EXERCISE DESCRIPTION
Nothing in the records may change when you print them out again.

DATA SHOWN

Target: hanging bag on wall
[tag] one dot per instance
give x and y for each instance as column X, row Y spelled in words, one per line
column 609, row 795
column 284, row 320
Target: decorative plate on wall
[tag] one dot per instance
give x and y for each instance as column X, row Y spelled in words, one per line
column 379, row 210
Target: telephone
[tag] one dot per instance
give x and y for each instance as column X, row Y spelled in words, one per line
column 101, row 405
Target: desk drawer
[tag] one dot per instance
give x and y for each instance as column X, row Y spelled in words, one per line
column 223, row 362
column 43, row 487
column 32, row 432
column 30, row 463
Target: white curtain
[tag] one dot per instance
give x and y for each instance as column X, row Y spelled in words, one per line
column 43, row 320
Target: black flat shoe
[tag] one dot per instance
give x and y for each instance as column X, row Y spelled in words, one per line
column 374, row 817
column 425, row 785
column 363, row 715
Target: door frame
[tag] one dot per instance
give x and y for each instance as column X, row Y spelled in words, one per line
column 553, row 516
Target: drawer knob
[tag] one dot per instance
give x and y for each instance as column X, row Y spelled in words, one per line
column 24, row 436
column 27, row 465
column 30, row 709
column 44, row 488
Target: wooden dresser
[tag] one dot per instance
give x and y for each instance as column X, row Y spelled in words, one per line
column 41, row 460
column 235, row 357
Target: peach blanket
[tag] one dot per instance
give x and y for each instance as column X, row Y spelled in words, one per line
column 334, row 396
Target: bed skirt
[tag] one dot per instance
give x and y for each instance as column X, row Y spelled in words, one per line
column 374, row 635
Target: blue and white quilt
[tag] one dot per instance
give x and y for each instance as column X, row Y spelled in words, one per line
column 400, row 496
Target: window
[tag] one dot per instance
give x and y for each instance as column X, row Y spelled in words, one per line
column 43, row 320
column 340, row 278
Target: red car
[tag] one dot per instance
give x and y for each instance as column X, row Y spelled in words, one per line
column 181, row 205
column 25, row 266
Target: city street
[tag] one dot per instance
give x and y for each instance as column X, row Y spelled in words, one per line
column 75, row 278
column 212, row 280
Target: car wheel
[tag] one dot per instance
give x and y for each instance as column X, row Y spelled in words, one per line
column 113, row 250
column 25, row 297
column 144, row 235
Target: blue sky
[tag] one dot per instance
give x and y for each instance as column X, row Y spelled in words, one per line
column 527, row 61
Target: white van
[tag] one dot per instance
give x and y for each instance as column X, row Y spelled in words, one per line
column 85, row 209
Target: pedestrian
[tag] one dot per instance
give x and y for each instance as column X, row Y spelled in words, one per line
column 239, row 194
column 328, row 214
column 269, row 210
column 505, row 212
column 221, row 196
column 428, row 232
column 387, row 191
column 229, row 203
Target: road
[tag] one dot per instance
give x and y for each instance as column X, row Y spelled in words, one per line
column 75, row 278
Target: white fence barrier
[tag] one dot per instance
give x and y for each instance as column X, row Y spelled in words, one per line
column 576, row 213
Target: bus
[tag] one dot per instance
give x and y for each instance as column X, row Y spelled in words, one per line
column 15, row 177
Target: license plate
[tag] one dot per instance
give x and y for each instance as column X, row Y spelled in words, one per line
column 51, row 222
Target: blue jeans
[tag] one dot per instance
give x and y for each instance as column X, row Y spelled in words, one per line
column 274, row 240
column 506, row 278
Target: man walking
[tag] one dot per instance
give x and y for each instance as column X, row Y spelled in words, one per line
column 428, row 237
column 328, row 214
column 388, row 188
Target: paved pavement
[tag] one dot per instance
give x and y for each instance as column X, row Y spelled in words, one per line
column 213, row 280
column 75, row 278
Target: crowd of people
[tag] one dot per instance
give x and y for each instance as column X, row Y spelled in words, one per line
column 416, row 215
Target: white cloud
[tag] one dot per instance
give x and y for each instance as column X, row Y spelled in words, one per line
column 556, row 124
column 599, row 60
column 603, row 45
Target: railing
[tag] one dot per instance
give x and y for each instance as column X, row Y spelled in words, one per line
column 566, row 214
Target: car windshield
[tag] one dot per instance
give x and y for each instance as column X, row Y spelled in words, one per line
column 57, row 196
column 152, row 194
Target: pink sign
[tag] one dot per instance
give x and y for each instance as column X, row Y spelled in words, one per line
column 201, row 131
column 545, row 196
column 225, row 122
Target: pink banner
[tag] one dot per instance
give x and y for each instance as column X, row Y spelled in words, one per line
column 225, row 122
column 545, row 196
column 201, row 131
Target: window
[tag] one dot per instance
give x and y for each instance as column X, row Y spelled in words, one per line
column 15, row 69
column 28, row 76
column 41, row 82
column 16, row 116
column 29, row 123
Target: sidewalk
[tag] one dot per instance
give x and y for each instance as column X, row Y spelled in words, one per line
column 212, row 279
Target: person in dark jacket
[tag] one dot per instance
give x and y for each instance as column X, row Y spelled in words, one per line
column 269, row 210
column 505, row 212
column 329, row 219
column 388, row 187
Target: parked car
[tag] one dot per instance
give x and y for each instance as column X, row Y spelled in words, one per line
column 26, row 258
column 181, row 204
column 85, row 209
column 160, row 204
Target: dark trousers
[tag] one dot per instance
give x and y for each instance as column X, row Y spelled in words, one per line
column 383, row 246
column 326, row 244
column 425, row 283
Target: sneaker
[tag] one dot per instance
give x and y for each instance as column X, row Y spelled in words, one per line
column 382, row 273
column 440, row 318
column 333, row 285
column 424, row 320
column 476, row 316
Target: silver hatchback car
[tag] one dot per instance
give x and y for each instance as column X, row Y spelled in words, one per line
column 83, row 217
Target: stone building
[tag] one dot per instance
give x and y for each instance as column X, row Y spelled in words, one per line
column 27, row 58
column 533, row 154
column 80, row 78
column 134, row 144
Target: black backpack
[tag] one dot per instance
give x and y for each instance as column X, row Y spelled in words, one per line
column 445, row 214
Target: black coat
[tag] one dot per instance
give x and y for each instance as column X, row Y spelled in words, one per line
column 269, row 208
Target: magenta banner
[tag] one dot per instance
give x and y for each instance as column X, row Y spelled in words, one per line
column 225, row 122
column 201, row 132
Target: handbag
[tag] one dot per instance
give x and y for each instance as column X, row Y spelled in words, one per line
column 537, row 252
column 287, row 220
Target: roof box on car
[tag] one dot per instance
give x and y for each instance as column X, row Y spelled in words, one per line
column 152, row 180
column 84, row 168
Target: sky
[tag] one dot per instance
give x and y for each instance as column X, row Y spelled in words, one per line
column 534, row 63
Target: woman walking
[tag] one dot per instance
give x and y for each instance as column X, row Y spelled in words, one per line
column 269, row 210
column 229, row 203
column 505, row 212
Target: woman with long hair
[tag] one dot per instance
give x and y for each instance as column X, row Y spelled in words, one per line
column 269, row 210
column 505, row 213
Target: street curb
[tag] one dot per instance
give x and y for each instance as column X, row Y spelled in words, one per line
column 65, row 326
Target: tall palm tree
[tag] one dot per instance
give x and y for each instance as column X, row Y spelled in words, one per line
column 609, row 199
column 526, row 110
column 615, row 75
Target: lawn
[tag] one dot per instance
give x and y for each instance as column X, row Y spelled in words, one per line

RESULT
Target: hanging bag on wall
[tag] one dot per instance
give x and y for each instance as column X, row Y spelled in words, one per line
column 609, row 795
column 284, row 320
Target: decorative plate on wall
[tag] one dot per instance
give x and y for each instance as column X, row Y spelled in words, one per line
column 379, row 210
Target: telephone
[tag] one dot per instance
give x and y for each instance as column X, row Y spelled in words, one per line
column 101, row 405
Target: desk drawer
[tag] one dot per instance
give x and y for each instance as column X, row Y spelled in words, one per line
column 223, row 362
column 43, row 487
column 32, row 432
column 30, row 463
Target: white curtain
[tag] one dot per instance
give x and y for each instance as column X, row Y spelled in words, one per line
column 43, row 320
Target: black flat shoe
[tag] one dot per instance
give x and y for each instance as column X, row Y spelled in words, one per line
column 374, row 817
column 425, row 785
column 363, row 715
Target: door frame
[tag] one dot per instance
give x and y for each instance as column X, row Y spelled in words, one per line
column 553, row 516
Target: drawer knob
[tag] one dot per instance
give x and y for each instance as column X, row Y spelled in words, one per line
column 24, row 436
column 27, row 465
column 30, row 709
column 44, row 488
Target: wooden dresser
[tag] one dot per instance
give x and y for each instance as column X, row Y spelled in words, one per line
column 41, row 460
column 235, row 357
Target: peach blanket
[tag] one dot per instance
give x and y for each instance as column X, row Y spelled in words, one per line
column 334, row 396
Target: bed skirt
[tag] one dot per instance
give x and y for each instance as column X, row Y spelled in words, one per line
column 374, row 635
Target: blue and white quilt
[tag] one dot per instance
give x and y for each instance as column X, row Y spelled in words, one per line
column 400, row 496
Target: window
[tag] one dot per instance
give x and y for each instance as column X, row Y spelled in words, one per line
column 43, row 320
column 340, row 278
Target: red car
[tag] one dot per instance
give x and y for each instance as column X, row Y spelled in words, one per line
column 181, row 205
column 25, row 266
Target: city street
[tag] one dot per instance
give x and y for each instance as column X, row Y spelled in words, one per line
column 75, row 278
column 212, row 280
Target: car wheel
[tag] one dot per instance
give x and y for each instance as column X, row Y spelled in words, one per line
column 113, row 250
column 25, row 297
column 144, row 235
Target: blue sky
[tag] one dot per instance
give x and y for each instance as column X, row Y spelled in words, one per line
column 527, row 61
Target: white van
[tag] one dot per instance
give x and y for each instance as column X, row Y spelled in words, one per line
column 85, row 209
Target: pedestrian
[tag] one dot per instance
give x and y for each instance as column X, row Y spelled in words, one per line
column 239, row 194
column 328, row 214
column 269, row 210
column 505, row 212
column 221, row 196
column 428, row 232
column 387, row 191
column 229, row 203
Target: road
[tag] one dot per instance
give x and y for each instance as column X, row Y spelled in words, one per line
column 75, row 278
Target: white fence barrier
[tag] one dot per instance
give x and y for each instance as column X, row Y spelled in words, one per line
column 576, row 213
Target: bus
[tag] one dot per instance
give x and y for each instance as column X, row Y spelled in words, one per line
column 15, row 177
Target: license plate
[tag] one dot per instance
give x and y for each instance as column X, row Y spelled in words, one per line
column 51, row 222
Target: blue jeans
[tag] one dot per instance
give x and y for each instance as column X, row Y spelled in words, one per line
column 274, row 240
column 506, row 278
Target: man walking
[tag] one dot per instance
give x and y for each instance as column X, row Y spelled in words, one per line
column 428, row 237
column 328, row 214
column 388, row 188
Target: paved pavement
[tag] one dot per instance
give x and y for each instance as column X, row Y spelled in words, one per line
column 213, row 280
column 75, row 278
Target: crowd of people
[tag] one dot per instance
give x and y for each instance as column X, row Y spelled in words, one per line
column 416, row 215
Target: white cloud
[tag] one dot per instance
give x and y for each instance as column X, row Y spelled in words, one per line
column 556, row 124
column 599, row 60
column 603, row 45
Target: railing
[tag] one dot per instance
give x and y for each instance as column X, row Y spelled in words, one per line
column 566, row 214
Target: car windshield
[tag] one dot per instance
give x and y for each instance as column X, row Y spelled in words, one per line
column 57, row 196
column 152, row 194
Target: pink sign
[tag] one dot per instance
give x and y for each instance as column X, row Y spelled in words, one per line
column 201, row 131
column 545, row 196
column 225, row 122
Target: pink banner
[tag] one dot per instance
give x and y for each instance as column X, row Y spelled in words, one per line
column 225, row 122
column 545, row 196
column 201, row 131
Target: window
[tag] one dot per instance
give x and y for each instance as column X, row Y spelled in words, one per line
column 15, row 69
column 28, row 76
column 41, row 82
column 16, row 116
column 29, row 123
Target: sidewalk
[tag] one dot per instance
give x and y for each instance as column X, row Y spelled in words, one per line
column 212, row 279
Target: person in dark jacket
[tag] one dot per instance
give x and y for each instance as column X, row Y spelled in words, one per line
column 269, row 210
column 505, row 212
column 329, row 219
column 388, row 187
Target: parked car
[tag] one dot per instance
give x and y for each instance as column X, row Y spelled in words, one per line
column 26, row 258
column 181, row 204
column 85, row 209
column 160, row 204
Target: dark trousers
[tag] one dot per instance
give x and y for each instance as column X, row Y spelled in words, one per line
column 383, row 246
column 326, row 244
column 425, row 283
Target: sneaker
[tag] one dot per instance
give x and y for each instance as column X, row Y spelled in words, one per line
column 382, row 273
column 440, row 318
column 333, row 285
column 424, row 320
column 476, row 316
Target: silver hatchback car
[tag] one dot per instance
give x and y for each instance as column X, row Y spelled in words, one per line
column 83, row 217
Target: stone building
[tag] one dot per instance
give x and y for each instance as column X, row Y spelled in words, one per line
column 27, row 58
column 533, row 154
column 80, row 78
column 134, row 144
Target: black backpack
[tag] one dot per instance
give x and y for each instance as column X, row Y spelled in words, one per line
column 445, row 214
Target: black coat
[tag] one dot per instance
give x and y for each instance as column X, row Y spelled in words, one per line
column 269, row 208
Target: magenta banner
[tag] one dot per instance
give x and y for each instance as column X, row Y spelled in words, one per line
column 225, row 122
column 201, row 132
Target: handbag
[tag] one dot per instance
give x and y for each instance as column X, row Y spelled in words, one per line
column 537, row 252
column 287, row 220
Target: roof box on car
[tag] one dot per instance
give x and y for each instance as column X, row Y spelled in words, one per line
column 152, row 180
column 84, row 168
Target: sky
[tag] one dot per instance
give x and y for each instance as column X, row Y spelled in words, one per line
column 534, row 63
Target: woman walking
[tag] one dot per instance
give x and y for each instance as column X, row Y spelled in words, one per line
column 269, row 210
column 229, row 203
column 505, row 212
Target: woman with long hair
[tag] one dot per instance
give x and y for each instance as column X, row Y spelled in words, one per line
column 269, row 210
column 505, row 213
Target: street curb
[tag] one dot per instance
give x and y for each instance as column X, row Y spelled in words, one per line
column 65, row 326
Target: tall palm tree
[tag] one dot per instance
give x and y for each instance as column X, row Y spelled in words, one per line
column 609, row 199
column 526, row 110
column 615, row 75
Target: lawn
[tag] one dot per instance
give x and y for each instance as column X, row Y spelled in words, one per line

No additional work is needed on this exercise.